**PROMPT**
Below are the records; copy out every line that holds the word "pink".

**DATASET EXCERPTS**

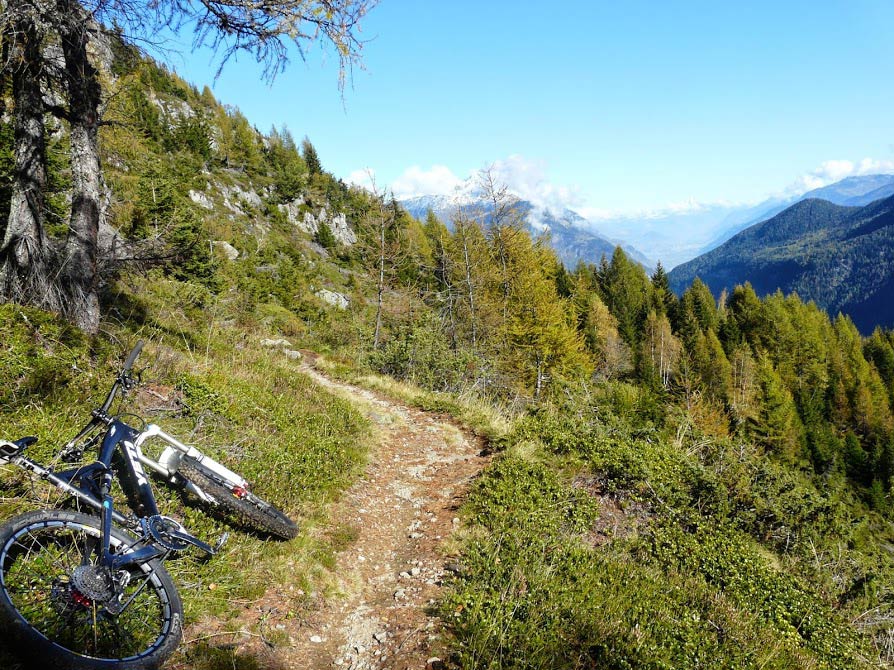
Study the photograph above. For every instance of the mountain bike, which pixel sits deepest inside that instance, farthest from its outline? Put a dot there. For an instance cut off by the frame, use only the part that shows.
(89, 591)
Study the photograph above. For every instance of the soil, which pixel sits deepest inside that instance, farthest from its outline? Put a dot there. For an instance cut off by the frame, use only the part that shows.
(403, 511)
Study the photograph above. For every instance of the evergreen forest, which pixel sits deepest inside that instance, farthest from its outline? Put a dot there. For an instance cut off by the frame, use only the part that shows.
(677, 482)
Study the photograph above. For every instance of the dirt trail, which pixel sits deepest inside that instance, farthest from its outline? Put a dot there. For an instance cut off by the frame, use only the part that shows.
(403, 509)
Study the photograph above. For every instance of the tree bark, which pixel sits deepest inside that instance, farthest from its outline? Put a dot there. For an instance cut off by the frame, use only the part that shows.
(24, 253)
(79, 270)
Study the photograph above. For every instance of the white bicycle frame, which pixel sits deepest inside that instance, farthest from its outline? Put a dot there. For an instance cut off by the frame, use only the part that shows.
(169, 460)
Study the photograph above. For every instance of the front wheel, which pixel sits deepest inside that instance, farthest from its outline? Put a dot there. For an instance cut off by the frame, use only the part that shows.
(243, 503)
(68, 611)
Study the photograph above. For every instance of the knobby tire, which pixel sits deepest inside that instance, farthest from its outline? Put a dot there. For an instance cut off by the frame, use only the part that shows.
(49, 620)
(251, 509)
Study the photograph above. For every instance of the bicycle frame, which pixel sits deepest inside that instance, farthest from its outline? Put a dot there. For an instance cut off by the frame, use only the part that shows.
(166, 465)
(91, 484)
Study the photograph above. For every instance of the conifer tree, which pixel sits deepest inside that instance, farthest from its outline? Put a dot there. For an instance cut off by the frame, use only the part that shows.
(541, 340)
(625, 289)
(311, 159)
(660, 351)
(777, 425)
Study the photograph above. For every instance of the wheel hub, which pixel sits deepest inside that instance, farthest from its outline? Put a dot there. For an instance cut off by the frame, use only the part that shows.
(94, 582)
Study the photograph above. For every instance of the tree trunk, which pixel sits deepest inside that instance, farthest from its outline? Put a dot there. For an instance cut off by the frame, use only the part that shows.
(24, 254)
(380, 283)
(80, 281)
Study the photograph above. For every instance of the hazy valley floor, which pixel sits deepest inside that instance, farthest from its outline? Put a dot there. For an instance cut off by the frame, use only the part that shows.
(399, 515)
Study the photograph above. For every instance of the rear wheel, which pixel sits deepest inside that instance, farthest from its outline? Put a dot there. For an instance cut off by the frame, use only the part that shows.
(246, 505)
(67, 611)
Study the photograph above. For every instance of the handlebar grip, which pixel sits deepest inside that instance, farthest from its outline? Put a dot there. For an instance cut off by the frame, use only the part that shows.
(133, 355)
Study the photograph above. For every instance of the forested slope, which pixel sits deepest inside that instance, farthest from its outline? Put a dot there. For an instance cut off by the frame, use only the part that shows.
(840, 257)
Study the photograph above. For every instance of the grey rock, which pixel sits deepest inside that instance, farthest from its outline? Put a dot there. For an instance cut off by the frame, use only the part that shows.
(332, 298)
(228, 249)
(275, 343)
(201, 199)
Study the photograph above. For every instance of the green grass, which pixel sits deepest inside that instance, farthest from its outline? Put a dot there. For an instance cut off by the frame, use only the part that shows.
(247, 407)
(705, 581)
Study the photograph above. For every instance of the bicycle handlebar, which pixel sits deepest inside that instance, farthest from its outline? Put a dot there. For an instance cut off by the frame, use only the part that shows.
(133, 356)
(122, 379)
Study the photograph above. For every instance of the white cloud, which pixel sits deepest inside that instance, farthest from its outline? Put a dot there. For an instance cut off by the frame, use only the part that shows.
(437, 180)
(527, 179)
(365, 178)
(832, 171)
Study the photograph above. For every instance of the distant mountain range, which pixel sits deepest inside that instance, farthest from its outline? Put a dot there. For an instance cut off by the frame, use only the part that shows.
(841, 257)
(671, 236)
(571, 235)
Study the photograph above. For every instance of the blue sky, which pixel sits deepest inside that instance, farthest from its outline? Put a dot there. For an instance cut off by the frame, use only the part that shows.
(613, 106)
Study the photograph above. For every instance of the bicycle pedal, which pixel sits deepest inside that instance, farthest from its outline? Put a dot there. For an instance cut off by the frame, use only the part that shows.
(9, 450)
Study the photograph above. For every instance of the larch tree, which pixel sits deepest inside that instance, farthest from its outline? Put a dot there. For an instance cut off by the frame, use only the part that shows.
(266, 30)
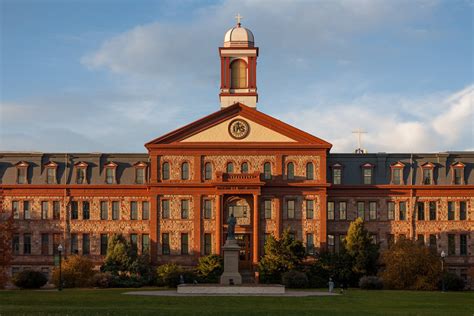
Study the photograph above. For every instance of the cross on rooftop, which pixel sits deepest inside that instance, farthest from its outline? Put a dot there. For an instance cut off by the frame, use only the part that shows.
(238, 17)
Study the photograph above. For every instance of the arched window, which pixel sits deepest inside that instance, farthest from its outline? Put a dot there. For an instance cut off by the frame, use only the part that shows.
(238, 70)
(165, 171)
(230, 167)
(290, 171)
(309, 171)
(267, 171)
(244, 168)
(185, 171)
(208, 171)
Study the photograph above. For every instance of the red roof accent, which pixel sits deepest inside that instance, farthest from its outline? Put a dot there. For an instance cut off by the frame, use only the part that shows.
(217, 117)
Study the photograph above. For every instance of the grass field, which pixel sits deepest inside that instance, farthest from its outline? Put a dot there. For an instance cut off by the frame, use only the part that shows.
(353, 302)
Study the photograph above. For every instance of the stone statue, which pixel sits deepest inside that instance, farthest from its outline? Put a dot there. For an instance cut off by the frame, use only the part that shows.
(231, 221)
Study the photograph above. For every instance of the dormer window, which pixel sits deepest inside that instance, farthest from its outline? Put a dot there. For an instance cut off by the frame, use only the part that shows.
(140, 172)
(51, 172)
(22, 172)
(110, 176)
(458, 172)
(336, 173)
(81, 172)
(367, 173)
(427, 173)
(397, 173)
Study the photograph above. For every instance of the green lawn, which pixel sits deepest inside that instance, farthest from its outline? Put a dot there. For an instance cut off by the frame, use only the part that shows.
(353, 302)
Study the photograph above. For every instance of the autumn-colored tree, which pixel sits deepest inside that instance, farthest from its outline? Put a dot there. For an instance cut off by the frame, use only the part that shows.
(411, 266)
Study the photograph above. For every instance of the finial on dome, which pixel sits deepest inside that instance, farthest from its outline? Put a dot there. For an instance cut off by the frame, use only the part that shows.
(238, 17)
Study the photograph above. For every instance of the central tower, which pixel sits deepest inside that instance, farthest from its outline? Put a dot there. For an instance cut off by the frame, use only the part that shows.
(238, 67)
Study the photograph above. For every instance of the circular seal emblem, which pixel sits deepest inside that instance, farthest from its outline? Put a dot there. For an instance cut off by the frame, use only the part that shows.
(239, 129)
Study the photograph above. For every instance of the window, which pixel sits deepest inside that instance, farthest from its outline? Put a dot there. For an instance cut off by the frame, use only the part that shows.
(330, 210)
(26, 210)
(427, 176)
(145, 210)
(185, 171)
(184, 244)
(109, 175)
(165, 208)
(290, 171)
(50, 175)
(140, 175)
(244, 168)
(309, 171)
(309, 209)
(86, 244)
(463, 244)
(290, 206)
(74, 244)
(207, 171)
(420, 206)
(74, 210)
(433, 242)
(115, 210)
(15, 209)
(133, 210)
(432, 210)
(165, 171)
(310, 243)
(56, 210)
(342, 211)
(16, 244)
(207, 244)
(402, 211)
(238, 71)
(104, 239)
(134, 242)
(372, 210)
(367, 171)
(44, 210)
(361, 210)
(451, 210)
(336, 175)
(27, 244)
(165, 243)
(391, 210)
(80, 175)
(104, 210)
(45, 244)
(21, 174)
(267, 171)
(462, 210)
(207, 209)
(145, 243)
(331, 243)
(451, 244)
(184, 209)
(86, 210)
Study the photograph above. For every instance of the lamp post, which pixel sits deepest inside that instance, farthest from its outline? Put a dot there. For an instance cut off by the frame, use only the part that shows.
(443, 255)
(60, 250)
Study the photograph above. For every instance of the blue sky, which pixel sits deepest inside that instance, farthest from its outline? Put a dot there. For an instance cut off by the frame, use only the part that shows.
(111, 75)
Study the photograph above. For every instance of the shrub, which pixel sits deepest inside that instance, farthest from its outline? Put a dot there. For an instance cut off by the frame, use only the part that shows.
(370, 283)
(102, 280)
(29, 279)
(210, 268)
(295, 279)
(77, 271)
(453, 282)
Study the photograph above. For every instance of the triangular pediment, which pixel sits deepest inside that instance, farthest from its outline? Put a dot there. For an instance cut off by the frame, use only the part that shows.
(238, 124)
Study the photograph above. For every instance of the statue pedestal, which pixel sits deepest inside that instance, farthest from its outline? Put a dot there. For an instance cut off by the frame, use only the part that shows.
(231, 275)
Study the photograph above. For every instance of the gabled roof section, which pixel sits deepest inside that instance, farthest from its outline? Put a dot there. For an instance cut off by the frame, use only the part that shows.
(266, 130)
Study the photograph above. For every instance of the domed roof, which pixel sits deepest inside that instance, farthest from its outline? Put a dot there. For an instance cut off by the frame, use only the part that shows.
(238, 36)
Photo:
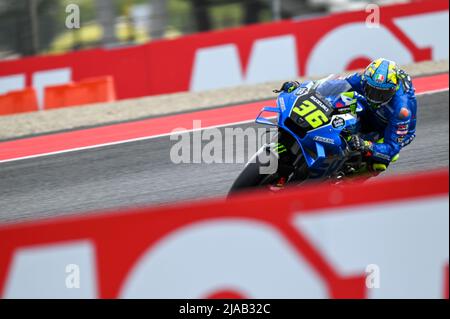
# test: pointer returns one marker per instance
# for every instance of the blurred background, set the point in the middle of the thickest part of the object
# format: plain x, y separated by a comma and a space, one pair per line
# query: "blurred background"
31, 27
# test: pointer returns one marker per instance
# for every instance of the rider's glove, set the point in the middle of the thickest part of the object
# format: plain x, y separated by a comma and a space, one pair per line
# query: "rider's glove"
288, 87
356, 143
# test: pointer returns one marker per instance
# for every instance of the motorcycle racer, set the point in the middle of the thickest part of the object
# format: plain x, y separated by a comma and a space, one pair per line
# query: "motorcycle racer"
388, 121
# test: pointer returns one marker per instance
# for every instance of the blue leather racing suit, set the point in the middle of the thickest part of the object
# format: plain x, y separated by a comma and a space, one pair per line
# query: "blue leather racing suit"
394, 123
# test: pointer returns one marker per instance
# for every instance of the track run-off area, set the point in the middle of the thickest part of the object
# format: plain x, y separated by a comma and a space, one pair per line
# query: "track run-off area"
129, 164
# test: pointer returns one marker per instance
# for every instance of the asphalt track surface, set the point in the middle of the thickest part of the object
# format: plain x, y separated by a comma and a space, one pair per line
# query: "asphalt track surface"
142, 173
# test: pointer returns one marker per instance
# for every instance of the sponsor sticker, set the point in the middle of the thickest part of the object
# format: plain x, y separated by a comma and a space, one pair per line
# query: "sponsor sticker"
338, 122
323, 139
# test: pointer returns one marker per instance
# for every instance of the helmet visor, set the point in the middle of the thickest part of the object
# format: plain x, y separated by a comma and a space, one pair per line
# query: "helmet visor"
378, 95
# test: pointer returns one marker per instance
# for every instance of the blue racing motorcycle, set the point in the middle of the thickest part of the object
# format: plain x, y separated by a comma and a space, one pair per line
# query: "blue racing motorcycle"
313, 124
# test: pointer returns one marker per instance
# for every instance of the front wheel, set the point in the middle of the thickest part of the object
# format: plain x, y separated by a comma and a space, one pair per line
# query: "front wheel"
254, 173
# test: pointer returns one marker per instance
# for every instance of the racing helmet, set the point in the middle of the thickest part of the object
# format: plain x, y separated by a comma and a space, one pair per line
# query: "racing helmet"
380, 82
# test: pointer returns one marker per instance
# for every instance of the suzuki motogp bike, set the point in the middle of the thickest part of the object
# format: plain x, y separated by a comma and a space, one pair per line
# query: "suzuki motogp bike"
313, 125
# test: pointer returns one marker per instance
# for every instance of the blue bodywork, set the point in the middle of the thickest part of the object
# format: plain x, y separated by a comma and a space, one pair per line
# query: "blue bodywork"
323, 148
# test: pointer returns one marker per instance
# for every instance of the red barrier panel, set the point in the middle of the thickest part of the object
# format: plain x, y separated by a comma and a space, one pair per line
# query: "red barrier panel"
18, 102
88, 91
258, 53
309, 242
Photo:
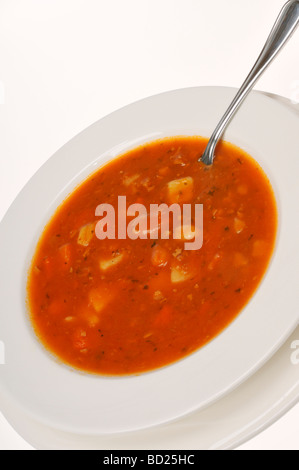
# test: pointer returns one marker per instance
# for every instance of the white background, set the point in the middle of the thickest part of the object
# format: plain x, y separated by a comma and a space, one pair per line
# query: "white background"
66, 63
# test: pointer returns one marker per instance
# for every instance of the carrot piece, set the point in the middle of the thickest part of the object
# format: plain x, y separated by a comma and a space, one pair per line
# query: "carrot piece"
160, 256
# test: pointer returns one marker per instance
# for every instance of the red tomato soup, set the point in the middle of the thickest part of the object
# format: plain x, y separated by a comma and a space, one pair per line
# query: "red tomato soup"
117, 307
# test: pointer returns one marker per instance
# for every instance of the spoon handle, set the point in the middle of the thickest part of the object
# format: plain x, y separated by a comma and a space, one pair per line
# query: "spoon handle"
282, 30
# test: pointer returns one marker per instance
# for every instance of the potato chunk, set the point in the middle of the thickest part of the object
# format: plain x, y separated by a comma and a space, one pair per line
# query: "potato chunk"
109, 263
86, 234
99, 298
180, 190
180, 274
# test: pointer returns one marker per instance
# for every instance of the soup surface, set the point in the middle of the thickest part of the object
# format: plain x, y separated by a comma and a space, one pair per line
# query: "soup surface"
123, 306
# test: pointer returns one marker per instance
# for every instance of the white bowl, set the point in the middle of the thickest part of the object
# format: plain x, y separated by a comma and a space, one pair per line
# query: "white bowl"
66, 399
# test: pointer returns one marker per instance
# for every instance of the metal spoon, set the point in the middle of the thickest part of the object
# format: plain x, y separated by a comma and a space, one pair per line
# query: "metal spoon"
282, 30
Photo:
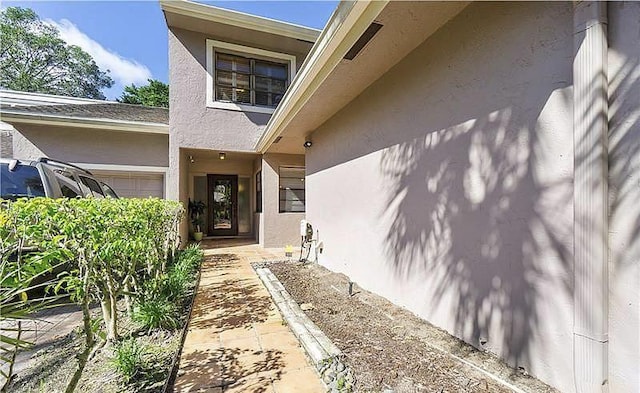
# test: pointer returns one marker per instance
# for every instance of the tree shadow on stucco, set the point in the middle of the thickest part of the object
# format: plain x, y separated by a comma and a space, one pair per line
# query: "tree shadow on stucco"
480, 203
475, 207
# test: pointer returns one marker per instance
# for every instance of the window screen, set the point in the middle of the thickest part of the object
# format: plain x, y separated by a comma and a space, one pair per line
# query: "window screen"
249, 81
292, 198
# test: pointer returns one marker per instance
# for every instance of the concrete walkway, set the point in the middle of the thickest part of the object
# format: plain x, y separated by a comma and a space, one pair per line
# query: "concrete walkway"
236, 339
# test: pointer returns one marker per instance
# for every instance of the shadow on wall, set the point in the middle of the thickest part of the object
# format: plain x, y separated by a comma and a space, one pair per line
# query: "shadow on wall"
482, 207
480, 197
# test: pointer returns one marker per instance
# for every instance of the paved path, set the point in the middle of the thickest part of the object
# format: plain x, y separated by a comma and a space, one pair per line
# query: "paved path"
236, 340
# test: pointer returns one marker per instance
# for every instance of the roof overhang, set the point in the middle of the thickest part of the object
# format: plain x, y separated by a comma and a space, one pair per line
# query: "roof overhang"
327, 82
16, 118
222, 16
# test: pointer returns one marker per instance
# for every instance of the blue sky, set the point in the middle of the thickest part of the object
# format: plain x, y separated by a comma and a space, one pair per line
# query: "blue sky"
130, 37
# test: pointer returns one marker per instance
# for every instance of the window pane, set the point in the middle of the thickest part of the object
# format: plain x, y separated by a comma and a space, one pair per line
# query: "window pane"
224, 93
243, 95
225, 78
24, 181
272, 70
270, 85
263, 99
242, 81
244, 205
235, 95
233, 63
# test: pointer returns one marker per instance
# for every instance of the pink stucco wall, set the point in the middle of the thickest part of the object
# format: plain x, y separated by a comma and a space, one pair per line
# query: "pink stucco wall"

**OUTPUT OF THE TASK**
# for every instance of the pink stucco wall, set the point in the middle of the thickest part of the object
# query: "pink stucco wall"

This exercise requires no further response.